Source text →
▼

Exploring Ohiopyle State Park in Pennsylvania’s Laurel Highlands
By Anna Weltz
The first time I heard the word “Ohiopyle,” I immediately wanted to learn more. What is it? Where is it? Upon some research, I learned the name Ohiopyle or “Ohiopehelle” comes from a combination of Native American words which mean “white, frothy water.” Say the word “Ohiopyle” to any outdoor enthusiast on the East Coast and they will immediately tell you about the tiny town and the big adventures found there.
Upon arrival in Ohiopyle in the heart of Pennsylvania’s Laurel Highlands, you can immediately see and hear the town’s namesake. The rippling waters of the Youghiogheny River flow through the center of the park before gathering together, building up power, and then rushing over ancient rock formations, creating powerful frothy white water.
The charismatic town of Ohiopyle and the stunning Ohiopyle State Park have anything and everything adventure seekers could ask for – waterfalls, white water rafting, ice cream, mountain biking, scenic views, kayaking, burgers, camping, hiking, rock climbing, and more.
White Water Rafting
The white frothy waters of the Yough, pronounced “Yawk” by the locals, not only gave this town a name, but an identity. It was here on the Yough in Ohiopyle that East Coast white water rafting was born in the 1960s.
Decades later, the tradition continues with a bevy of options including shorter, lower impact guided rafting tours, as well as the iconic adrenaline rush of the Class IV and V rapids. In town, you will find outfitters who can guide you through the options to select the right adventure for your available time and interest, even if you only have a couple hours and have never paddled a day in your life.
Great Allegheny Passage
You can’t help but notice an abundance of bicycles in Ohiopyle; mounted on the backs of vehicles, in the parking lots, and available for rent. Before becoming a burgeoning adventure town, Ohiopyle was a sleepy lumber town located at the juncture of the Youghiogheny River and several train tracks.
While you can still hear the train whistle and feel it rumble through town, one of those tracks has been repurposed into the Great Allegheny Passage (GAP) rail trail. The GAP as its best known is a spectacular, nearly level trail that meanders through the beautiful Laurel Highlands, connecting Pittsburgh to Cumberland, Maryland. While distance cyclists love to challenge themselves to tackle the entire 150-mile trail, it’s a favorite for families and casual cyclists as well. Many will bring their bikes or rent one in town and peddle to the neighboring trail towns while enjoying the towering trees, fresh air, wildflowers, and even the occasional whitetail deer, red hawk, gray squirrels, and maybe even a river otter.
Some of the bikes you’ll encounter in town may even be mud and dirt covered. Chances are their riders have just taken on some of the park’s sought-after trails. The natural landscape of the Laurel Highlands region, in particular Ohiopyle, make it an enticing destination for mountain bikers. Some of the most popular, and challenging trails include Sugarloaf, Baughman, and McCune Trails.

▲

Problems →
A. Extract everything in the Ohiopyle article from "Upon arrival in" down to "climbing, and more.".
B. In the Ohiopyle article, in what decade was East Coast white water rafting born on the Yough?
C. Based on the Ohiopyle article, explain why the town's name fits what a visitor notices on arrival.

Items listed in a dataset:
▼

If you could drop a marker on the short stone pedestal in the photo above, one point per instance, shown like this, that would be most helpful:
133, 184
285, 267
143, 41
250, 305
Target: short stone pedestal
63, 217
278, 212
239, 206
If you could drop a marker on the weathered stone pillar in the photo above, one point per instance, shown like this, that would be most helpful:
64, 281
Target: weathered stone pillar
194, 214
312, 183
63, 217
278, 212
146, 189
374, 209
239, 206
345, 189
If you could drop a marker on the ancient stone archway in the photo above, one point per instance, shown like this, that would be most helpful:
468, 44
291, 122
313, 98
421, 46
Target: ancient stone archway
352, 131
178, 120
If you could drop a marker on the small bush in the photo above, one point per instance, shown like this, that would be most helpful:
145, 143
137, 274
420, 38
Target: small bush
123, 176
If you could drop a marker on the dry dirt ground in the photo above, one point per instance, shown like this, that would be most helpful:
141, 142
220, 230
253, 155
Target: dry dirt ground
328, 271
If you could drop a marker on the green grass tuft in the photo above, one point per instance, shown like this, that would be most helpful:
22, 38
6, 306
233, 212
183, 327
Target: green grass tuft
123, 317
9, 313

▲

Task answers →
A.
Upon arrival in Ohiopyle in the heart of Pennsylvania’s Laurel Highlands, you can immediately see and hear the town’s namesake. The rippling waters of the Youghiogheny River flow through the center of the park before gathering together, building up power, and then rushing over ancient rock formations, creating powerful frothy white water.
The charismatic town of Ohiopyle and the stunning Ohiopyle State Park have anything and everything adventure seekers could ask for – waterfalls, white water rafting, ice cream, mountain biking, scenic views, kayaking, burgers, camping, hiking, rock climbing, and more.

B. The 1960s.

C. The name comes from a combination of Native American words meaning "white, frothy water." On arrival, visitors can see and hear the Youghiogheny River rushing over ancient rock formations and creating powerful frothy white water.